In German times prior to World War I this was - outside of Kokopo, at Rabaul - the stomping ground and major enterprise of the American-Samoan, Queen Emma, whose island group H/Q was Langu plantation, Vitu, and whose manager, a Dane named Peter Hansen, became quite famous for his retinue of concubines, some 26 in number, this the more surprising as the male:female birth ratio in Vitu proper was of the order of 103 males:100 females post-weaning. That is reversed upon Unea, and the social doyens of the upper Witus are or were the ladies happily bride-stolen by the Mundua and Witu lads on wife raids, there being no bride price to pay, and this keeping the populations pretty much stable and balanced wrt genders and genetic make-up. These figures are from the late 1960s and may not apply today, as one in fifty persons in Nuigini are now positive to HIV (Air Nuigini In-Flight magazine, Sept. 2009). Nonetheless it is an extremely rare occurrence wrt population make-up.

On expulsion of the Germans post World War I the group was acquired by the island trading group Burns Philp, plantations comprising Lama, Meto, Ilia and Langu on "Big Vitu" - Garove - and Ningau as the plantation whole for Mundua-Naragé. Edward Hann was plantation manager on Ningau for approximately 36 years. During World War 2 the Japanese landed on one end of the Ningau and he was lucky enough to escape on the other side of the island. Langu was ceded by Burns Philp to the Coote family post World War II as compensation for the execution of their family head and Burns Philp Rabaul store manager by the Japanese for refusing them the keys to Burns Philp's Rabaul enterprises on invasion, and for the duration of the war Vitu was occupied by Japanese who had the sense to treat the native population well.
Nonetheless, Coast-Watch activities proceeded, and one Tumbuan Tuagolo, or "Talasea" of Mundua acted as guide to Eric Feldt within the New Britain area.
One of the greater claims to international fame of Vitu is that a daughter of the Langu manager for the Coote family, and later, owner, Richard {"Dick"] Doyle became Miss Nuigini.

Point-per-instance localization items
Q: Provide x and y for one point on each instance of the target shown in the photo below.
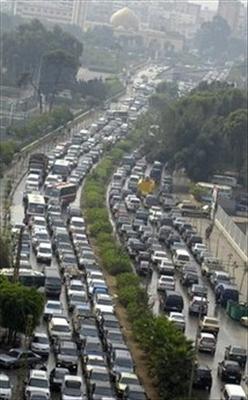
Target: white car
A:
(159, 256)
(198, 247)
(59, 328)
(207, 342)
(40, 344)
(52, 307)
(44, 253)
(178, 320)
(166, 282)
(72, 388)
(5, 387)
(38, 382)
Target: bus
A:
(224, 192)
(26, 277)
(62, 193)
(225, 180)
(34, 205)
(62, 168)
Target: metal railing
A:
(233, 233)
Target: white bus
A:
(224, 192)
(35, 205)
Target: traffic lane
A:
(221, 248)
(230, 331)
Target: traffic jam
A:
(184, 280)
(78, 351)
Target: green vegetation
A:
(19, 307)
(29, 49)
(169, 354)
(38, 126)
(204, 132)
(215, 41)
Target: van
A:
(181, 257)
(133, 182)
(52, 282)
(172, 301)
(233, 392)
(225, 292)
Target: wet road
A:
(231, 332)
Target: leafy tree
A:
(58, 72)
(19, 306)
(212, 38)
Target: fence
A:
(233, 233)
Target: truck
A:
(210, 325)
(38, 163)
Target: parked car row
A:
(168, 243)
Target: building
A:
(131, 34)
(53, 11)
(230, 10)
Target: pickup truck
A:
(210, 325)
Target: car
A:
(202, 378)
(189, 278)
(206, 343)
(37, 382)
(198, 306)
(135, 392)
(197, 290)
(67, 355)
(178, 320)
(57, 377)
(229, 371)
(102, 391)
(121, 362)
(236, 353)
(5, 387)
(40, 344)
(72, 388)
(123, 380)
(52, 307)
(210, 325)
(59, 328)
(166, 282)
(15, 358)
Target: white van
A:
(233, 392)
(132, 202)
(181, 257)
(133, 182)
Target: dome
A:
(125, 18)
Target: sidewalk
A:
(221, 248)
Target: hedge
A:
(169, 354)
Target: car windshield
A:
(4, 384)
(69, 351)
(100, 376)
(125, 362)
(103, 391)
(128, 380)
(40, 339)
(62, 328)
(238, 350)
(54, 306)
(14, 353)
(73, 385)
(39, 383)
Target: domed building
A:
(125, 19)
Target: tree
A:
(212, 38)
(58, 72)
(19, 306)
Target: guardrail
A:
(233, 233)
(19, 164)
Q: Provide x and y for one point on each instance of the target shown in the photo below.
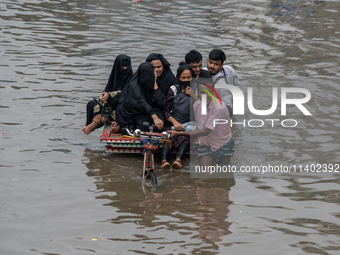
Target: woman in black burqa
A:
(165, 77)
(121, 74)
(142, 100)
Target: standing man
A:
(216, 145)
(222, 74)
(194, 59)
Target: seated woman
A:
(141, 101)
(177, 111)
(165, 77)
(121, 74)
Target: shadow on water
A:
(197, 208)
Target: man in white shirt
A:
(222, 74)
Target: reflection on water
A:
(195, 208)
(61, 193)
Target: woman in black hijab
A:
(142, 100)
(165, 77)
(121, 74)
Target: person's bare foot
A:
(89, 128)
(115, 128)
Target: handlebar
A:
(142, 134)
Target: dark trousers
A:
(182, 149)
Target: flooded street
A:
(62, 193)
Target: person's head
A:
(158, 62)
(184, 74)
(204, 88)
(194, 59)
(215, 61)
(146, 75)
(125, 62)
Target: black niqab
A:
(167, 78)
(139, 97)
(119, 77)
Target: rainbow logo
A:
(213, 90)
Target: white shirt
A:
(229, 76)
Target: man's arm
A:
(195, 133)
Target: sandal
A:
(165, 164)
(176, 165)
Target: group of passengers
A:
(154, 95)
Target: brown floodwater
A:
(62, 193)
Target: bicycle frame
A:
(150, 145)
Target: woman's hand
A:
(158, 122)
(105, 97)
(178, 126)
(190, 92)
(173, 133)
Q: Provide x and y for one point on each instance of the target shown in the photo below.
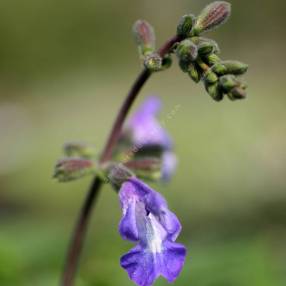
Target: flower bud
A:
(219, 68)
(235, 67)
(81, 149)
(153, 62)
(185, 25)
(212, 59)
(187, 51)
(118, 174)
(166, 62)
(236, 93)
(73, 168)
(214, 91)
(194, 73)
(184, 65)
(228, 82)
(212, 16)
(144, 37)
(210, 77)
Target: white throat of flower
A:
(155, 234)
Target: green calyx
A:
(185, 25)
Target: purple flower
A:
(148, 221)
(144, 127)
(149, 136)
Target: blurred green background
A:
(65, 66)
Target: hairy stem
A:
(78, 236)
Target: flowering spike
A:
(185, 25)
(81, 149)
(144, 36)
(212, 16)
(69, 169)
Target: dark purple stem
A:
(76, 244)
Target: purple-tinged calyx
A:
(148, 221)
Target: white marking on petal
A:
(155, 234)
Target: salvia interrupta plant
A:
(140, 149)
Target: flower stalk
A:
(146, 218)
(78, 236)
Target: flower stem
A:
(78, 236)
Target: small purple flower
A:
(148, 221)
(145, 128)
(147, 134)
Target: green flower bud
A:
(214, 91)
(235, 67)
(205, 48)
(205, 43)
(69, 169)
(184, 65)
(194, 73)
(185, 25)
(81, 149)
(187, 51)
(212, 59)
(166, 62)
(210, 77)
(228, 82)
(153, 62)
(144, 37)
(212, 16)
(236, 93)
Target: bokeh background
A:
(65, 66)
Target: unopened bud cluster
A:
(198, 56)
(145, 39)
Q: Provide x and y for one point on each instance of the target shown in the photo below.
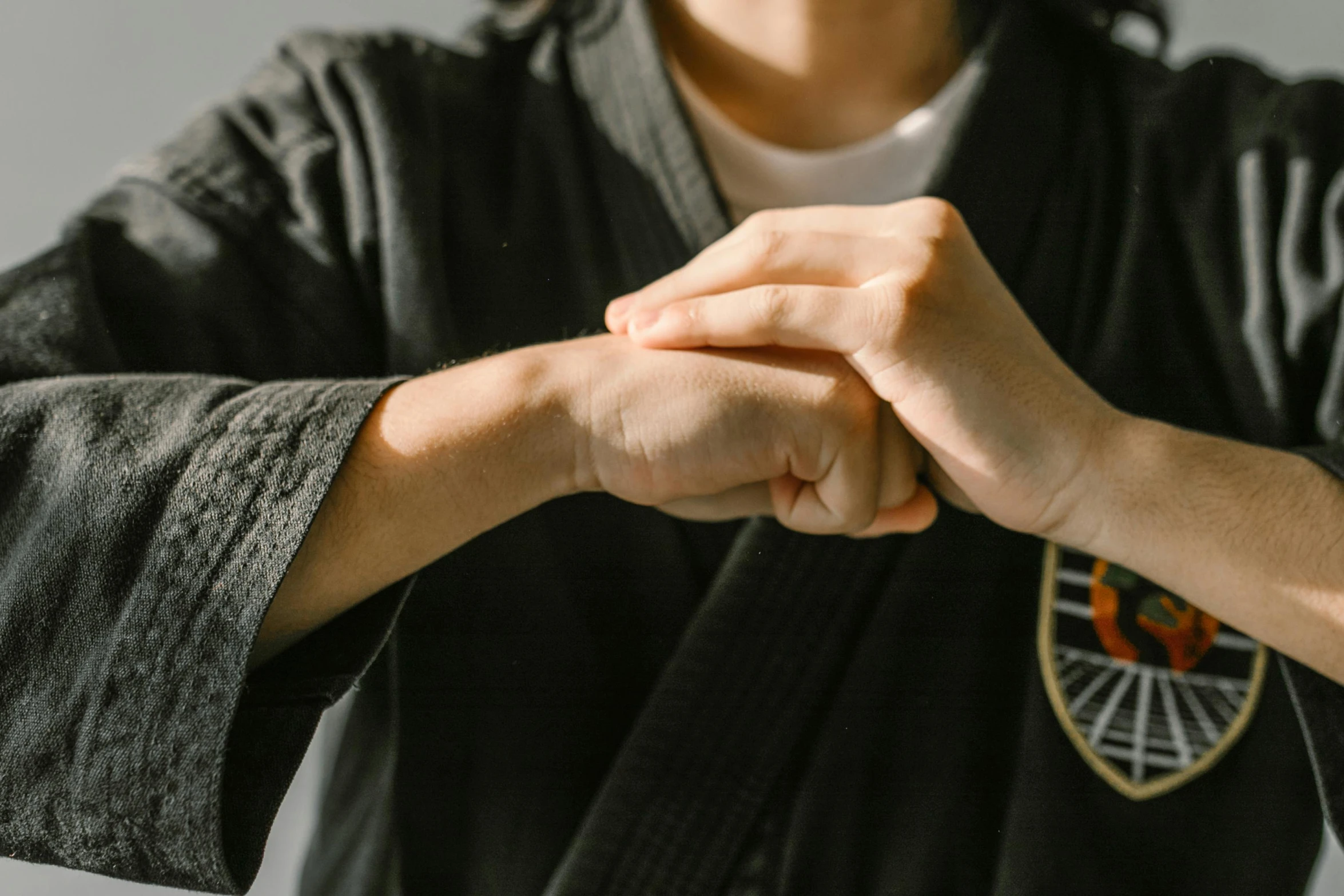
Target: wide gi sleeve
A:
(181, 381)
(1289, 186)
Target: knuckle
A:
(769, 305)
(937, 218)
(766, 246)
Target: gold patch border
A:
(1167, 783)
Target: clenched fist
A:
(904, 293)
(719, 435)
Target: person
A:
(316, 394)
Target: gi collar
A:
(996, 174)
(774, 635)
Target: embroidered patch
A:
(1151, 690)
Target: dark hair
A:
(1097, 17)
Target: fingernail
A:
(647, 318)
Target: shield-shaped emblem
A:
(1151, 690)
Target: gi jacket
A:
(592, 699)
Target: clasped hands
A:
(910, 360)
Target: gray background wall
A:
(85, 83)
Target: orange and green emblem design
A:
(1150, 688)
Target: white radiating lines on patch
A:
(1073, 577)
(1093, 687)
(1116, 710)
(1146, 699)
(1109, 708)
(1174, 724)
(1196, 708)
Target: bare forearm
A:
(440, 460)
(1252, 535)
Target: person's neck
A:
(813, 74)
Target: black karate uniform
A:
(594, 698)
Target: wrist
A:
(502, 414)
(1124, 481)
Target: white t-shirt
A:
(896, 164)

--- Action item ---
Please print the part of the passage on Vitu that opens with the words containing "Nonetheless, Coast-Watch activities" and closes with "became Miss Nuigini.". The items are material of their own, unrelated to the passage on Vitu.

--- Answer below ---
Nonetheless, Coast-Watch activities proceeded, and one Tumbuan Tuagolo, or "Talasea" of Mundua acted as guide to Eric Feldt within the New Britain area.
One of the greater claims to international fame of Vitu is that a daughter of the Langu manager for the Coote family, and later, owner, Richard {"Dick"] Doyle became Miss Nuigini.